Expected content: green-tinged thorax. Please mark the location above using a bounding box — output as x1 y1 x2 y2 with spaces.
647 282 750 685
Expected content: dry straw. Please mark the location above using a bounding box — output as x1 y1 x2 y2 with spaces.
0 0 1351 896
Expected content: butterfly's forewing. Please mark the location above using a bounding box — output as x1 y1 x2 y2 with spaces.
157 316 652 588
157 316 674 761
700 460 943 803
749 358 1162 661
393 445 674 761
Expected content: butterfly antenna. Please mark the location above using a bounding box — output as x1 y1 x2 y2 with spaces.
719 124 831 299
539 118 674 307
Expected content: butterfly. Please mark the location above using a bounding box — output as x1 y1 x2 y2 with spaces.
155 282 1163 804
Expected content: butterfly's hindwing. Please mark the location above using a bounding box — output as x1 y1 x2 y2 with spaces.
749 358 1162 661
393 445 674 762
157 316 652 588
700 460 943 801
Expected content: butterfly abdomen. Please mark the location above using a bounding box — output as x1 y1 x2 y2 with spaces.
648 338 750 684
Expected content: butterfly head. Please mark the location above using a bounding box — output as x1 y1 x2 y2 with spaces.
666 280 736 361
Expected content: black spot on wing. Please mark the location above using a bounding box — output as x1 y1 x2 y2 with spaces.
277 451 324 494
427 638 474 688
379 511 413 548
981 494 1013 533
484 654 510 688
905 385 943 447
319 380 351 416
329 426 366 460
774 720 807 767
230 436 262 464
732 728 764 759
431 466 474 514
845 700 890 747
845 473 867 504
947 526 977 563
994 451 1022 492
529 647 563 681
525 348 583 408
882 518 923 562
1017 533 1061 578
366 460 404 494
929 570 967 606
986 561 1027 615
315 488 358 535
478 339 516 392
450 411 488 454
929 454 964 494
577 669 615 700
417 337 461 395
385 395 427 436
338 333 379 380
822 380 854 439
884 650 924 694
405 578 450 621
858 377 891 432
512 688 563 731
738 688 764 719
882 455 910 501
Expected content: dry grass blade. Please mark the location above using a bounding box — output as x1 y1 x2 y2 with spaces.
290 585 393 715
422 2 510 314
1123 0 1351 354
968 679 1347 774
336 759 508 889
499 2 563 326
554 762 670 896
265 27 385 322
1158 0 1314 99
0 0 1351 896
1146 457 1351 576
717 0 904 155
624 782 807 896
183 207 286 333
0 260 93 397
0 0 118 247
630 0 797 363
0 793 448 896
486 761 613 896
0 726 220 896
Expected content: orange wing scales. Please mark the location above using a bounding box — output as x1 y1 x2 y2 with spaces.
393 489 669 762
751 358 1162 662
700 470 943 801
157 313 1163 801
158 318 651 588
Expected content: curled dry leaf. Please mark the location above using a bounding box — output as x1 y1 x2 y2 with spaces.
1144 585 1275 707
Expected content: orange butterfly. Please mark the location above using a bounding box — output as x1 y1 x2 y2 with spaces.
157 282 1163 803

_Task requirements_
Put every line of the records above into a numbered list, leaving out any blank lines.

_Exercise response_
1. Expected content: green-tinged thorax. Please mark the location above using a bounding box — output as x1 y1 x2 y2 with spaces.
2. 647 282 750 685
3. Expected content: dry straw. Please mark the location above using a bounding box — output as x1 y1 x2 y2 with spaces.
4. 0 0 1351 896
5. Expected content: butterfly's forewing. Please mark the location above using a bounding box — output as x1 y1 x2 y2 with spaces.
6. 157 316 652 588
7. 157 316 674 761
8. 700 460 943 803
9. 749 358 1162 661
10. 393 445 674 761
11. Expected content: butterfly antenna. Please mark the location above using a bounding box — output as x1 y1 x2 y2 with spaces.
12. 719 124 831 299
13. 539 118 674 307
14. Expected content: butterfly. Please mark the location above using a bounding box — output as x1 y1 x2 y2 with spaces.
15. 155 282 1163 804
16. Expected content: butterfly's hindwing. Please mark the location above using a bounding box — output as x1 y1 x2 y2 with spaces.
17. 749 358 1162 661
18. 393 445 674 762
19. 157 316 652 588
20. 700 460 943 801
21. Expected content: butterfly abdomen. Please mark the location above using a bounding box — output as x1 y1 x2 y2 with spaces.
22. 648 338 750 684
23. Expected content: butterfly head. Please mark the location above using a bounding box — output as x1 y1 x2 y2 with spaces.
24. 666 280 736 361
25. Expected content: black spot on wing. Please mark the location above using a bounding box — output as x1 y1 x2 y2 with spaces.
26. 277 451 324 494
27. 427 638 474 688
28. 379 511 413 548
29. 981 494 1013 533
30. 484 654 510 688
31. 905 385 943 447
32. 319 380 351 416
33. 329 426 366 460
34. 774 720 807 767
35. 230 436 262 464
36. 732 728 764 759
37. 431 466 474 514
38. 845 700 890 747
39. 845 473 867 504
40. 947 526 977 563
41. 994 451 1022 492
42. 529 647 563 681
43. 525 348 583 408
44. 882 518 923 562
45. 1017 533 1061 578
46. 366 460 404 494
47. 929 570 967 606
48. 986 561 1027 615
49. 315 488 358 535
50. 478 339 516 392
51. 450 411 488 454
52. 929 454 964 494
53. 577 669 615 700
54. 417 337 461 395
55. 385 395 427 436
56. 338 333 379 380
57. 822 380 854 439
58. 884 650 924 694
59. 405 578 450 621
60. 858 377 891 432
61. 512 688 563 731
62. 738 688 764 719
63. 882 455 910 501
64. Expected content: dry grass blade. Please mark the location above using a bounding box — output as x1 y1 x2 y2 with spaces.
65. 290 585 393 715
66. 422 2 510 314
67. 1123 0 1351 354
68. 968 679 1347 774
69. 336 759 508 889
70. 499 2 563 326
71. 554 762 670 896
72. 265 27 385 322
73. 1158 0 1314 99
74. 0 0 1351 896
75. 1146 457 1351 576
76. 717 0 904 155
77. 624 782 807 896
78. 183 207 286 333
79. 0 260 93 397
80. 0 0 118 247
81. 630 0 797 363
82. 0 793 448 896
83. 486 761 613 896
84. 0 726 220 896
85. Expected content: orange wing scales. Please mark the location above using a bounding box — output as x1 y1 x2 y2 with spaces.
86. 393 489 669 762
87. 751 358 1162 662
88. 700 470 943 801
89. 157 313 1163 801
90. 158 318 651 588
91. Expected content: curled dry leaf. Please mark the location above using a bounding box — output as x1 y1 x2 y2 with spaces.
92. 1144 585 1275 707
93. Expected content: orange butterfly. Please mark the location above using a bounding box — output as x1 y1 x2 y2 with spaces.
94. 157 282 1163 803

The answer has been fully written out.